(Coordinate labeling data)
○ ○ ○ ○

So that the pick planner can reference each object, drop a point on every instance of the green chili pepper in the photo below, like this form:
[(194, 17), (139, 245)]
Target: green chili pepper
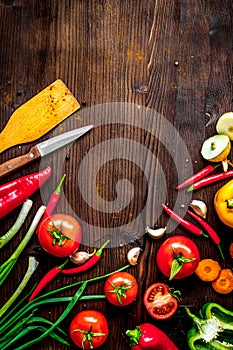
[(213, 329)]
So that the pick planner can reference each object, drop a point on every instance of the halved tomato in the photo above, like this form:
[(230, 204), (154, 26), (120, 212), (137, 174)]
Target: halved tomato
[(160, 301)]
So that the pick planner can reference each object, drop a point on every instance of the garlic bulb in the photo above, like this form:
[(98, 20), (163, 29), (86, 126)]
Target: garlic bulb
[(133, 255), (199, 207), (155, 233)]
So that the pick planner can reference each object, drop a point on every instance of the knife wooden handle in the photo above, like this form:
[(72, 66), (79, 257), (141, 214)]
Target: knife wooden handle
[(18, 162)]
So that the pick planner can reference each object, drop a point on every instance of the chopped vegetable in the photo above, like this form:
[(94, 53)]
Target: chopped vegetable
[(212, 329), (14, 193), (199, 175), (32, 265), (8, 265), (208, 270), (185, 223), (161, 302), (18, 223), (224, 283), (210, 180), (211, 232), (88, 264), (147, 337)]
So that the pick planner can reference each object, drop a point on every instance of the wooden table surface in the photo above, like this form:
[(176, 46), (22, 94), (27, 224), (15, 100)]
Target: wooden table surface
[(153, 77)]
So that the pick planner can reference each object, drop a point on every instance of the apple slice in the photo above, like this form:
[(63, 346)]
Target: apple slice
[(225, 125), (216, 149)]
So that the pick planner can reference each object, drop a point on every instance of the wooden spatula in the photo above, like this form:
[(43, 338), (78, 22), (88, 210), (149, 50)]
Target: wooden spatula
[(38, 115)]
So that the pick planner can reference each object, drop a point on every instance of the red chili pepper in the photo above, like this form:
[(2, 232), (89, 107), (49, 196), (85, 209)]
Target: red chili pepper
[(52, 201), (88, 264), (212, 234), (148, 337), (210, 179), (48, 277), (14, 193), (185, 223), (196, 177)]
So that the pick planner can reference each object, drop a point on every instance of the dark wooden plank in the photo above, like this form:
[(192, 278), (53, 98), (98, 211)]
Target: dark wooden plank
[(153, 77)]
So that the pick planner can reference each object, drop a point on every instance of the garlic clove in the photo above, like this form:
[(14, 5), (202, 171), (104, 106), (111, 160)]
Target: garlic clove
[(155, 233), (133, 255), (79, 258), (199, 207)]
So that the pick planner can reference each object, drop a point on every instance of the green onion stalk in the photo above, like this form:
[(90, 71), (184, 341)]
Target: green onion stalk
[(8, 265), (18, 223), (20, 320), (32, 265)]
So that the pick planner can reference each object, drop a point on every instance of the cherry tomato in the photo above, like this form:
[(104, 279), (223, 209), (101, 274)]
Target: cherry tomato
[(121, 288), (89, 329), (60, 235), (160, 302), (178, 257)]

○ ○ ○ ○

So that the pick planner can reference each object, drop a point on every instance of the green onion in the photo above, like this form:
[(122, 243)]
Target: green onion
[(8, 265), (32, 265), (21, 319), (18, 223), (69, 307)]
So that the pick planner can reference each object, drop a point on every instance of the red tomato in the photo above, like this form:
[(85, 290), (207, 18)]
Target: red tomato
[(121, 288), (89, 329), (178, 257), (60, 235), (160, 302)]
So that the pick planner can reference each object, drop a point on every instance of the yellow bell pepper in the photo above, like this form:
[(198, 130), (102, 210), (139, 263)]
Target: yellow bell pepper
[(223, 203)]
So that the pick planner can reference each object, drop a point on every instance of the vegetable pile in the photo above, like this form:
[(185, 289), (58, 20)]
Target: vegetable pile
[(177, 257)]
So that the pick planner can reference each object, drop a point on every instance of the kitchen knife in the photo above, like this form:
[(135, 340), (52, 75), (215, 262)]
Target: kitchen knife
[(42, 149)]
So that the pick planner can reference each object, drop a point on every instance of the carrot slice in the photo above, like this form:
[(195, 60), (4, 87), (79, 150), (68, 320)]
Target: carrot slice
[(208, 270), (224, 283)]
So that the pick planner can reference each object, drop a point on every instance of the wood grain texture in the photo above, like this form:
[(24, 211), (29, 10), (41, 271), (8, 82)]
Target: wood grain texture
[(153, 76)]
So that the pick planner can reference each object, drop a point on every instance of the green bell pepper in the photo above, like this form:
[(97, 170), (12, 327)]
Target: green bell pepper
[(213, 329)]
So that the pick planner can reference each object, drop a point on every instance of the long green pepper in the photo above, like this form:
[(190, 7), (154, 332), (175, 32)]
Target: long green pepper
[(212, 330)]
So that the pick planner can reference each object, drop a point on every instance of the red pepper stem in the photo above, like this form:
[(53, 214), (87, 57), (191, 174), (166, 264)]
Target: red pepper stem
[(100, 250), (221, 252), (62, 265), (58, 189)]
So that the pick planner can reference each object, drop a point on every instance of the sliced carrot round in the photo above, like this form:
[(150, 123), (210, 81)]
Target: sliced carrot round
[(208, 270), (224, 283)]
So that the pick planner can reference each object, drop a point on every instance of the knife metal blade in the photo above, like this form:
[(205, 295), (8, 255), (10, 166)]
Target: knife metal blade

○ ○ ○ ○

• **Exercise details**
Reproduce verbatim the lines of the records starting at the line containing "the green chili" and ending at the line containing "264), (147, 337)]", both included. Leave the pictures out of your answer.

• **Answer for this exercise**
So that the pick planner can reference each object, drop a point on every instance of the green chili pepper in the photo below, like this form:
[(194, 17), (139, 245)]
Target: green chili pepper
[(213, 329)]
So that the pick planner can reference each object, drop a point on every instance of the halved tomato in the photo above, like this form:
[(230, 204), (154, 26), (120, 212), (137, 174)]
Target: halved tomato
[(160, 301)]
So that the pick planner can reference each object, drop a point on every instance of the garlic bulb in the photo above, like this form:
[(98, 20), (163, 29), (86, 126)]
Target: garlic bulb
[(133, 255), (199, 207), (155, 233)]
So that the pick planner can reference each object, drop a point on every instance of the knife wooden handle in the photo above, like this form:
[(72, 66), (79, 257), (141, 214)]
Target: knife wooden handle
[(18, 162)]
So that the pick planner can reference each object, drop a point on every instance of the chopped vegetable in the photo above, like this form:
[(94, 53)]
Target: chopped vegetable
[(212, 329), (14, 193), (199, 175), (32, 265), (8, 265), (208, 270), (185, 223), (161, 302), (18, 223), (224, 283), (210, 180), (211, 232), (88, 264), (147, 337)]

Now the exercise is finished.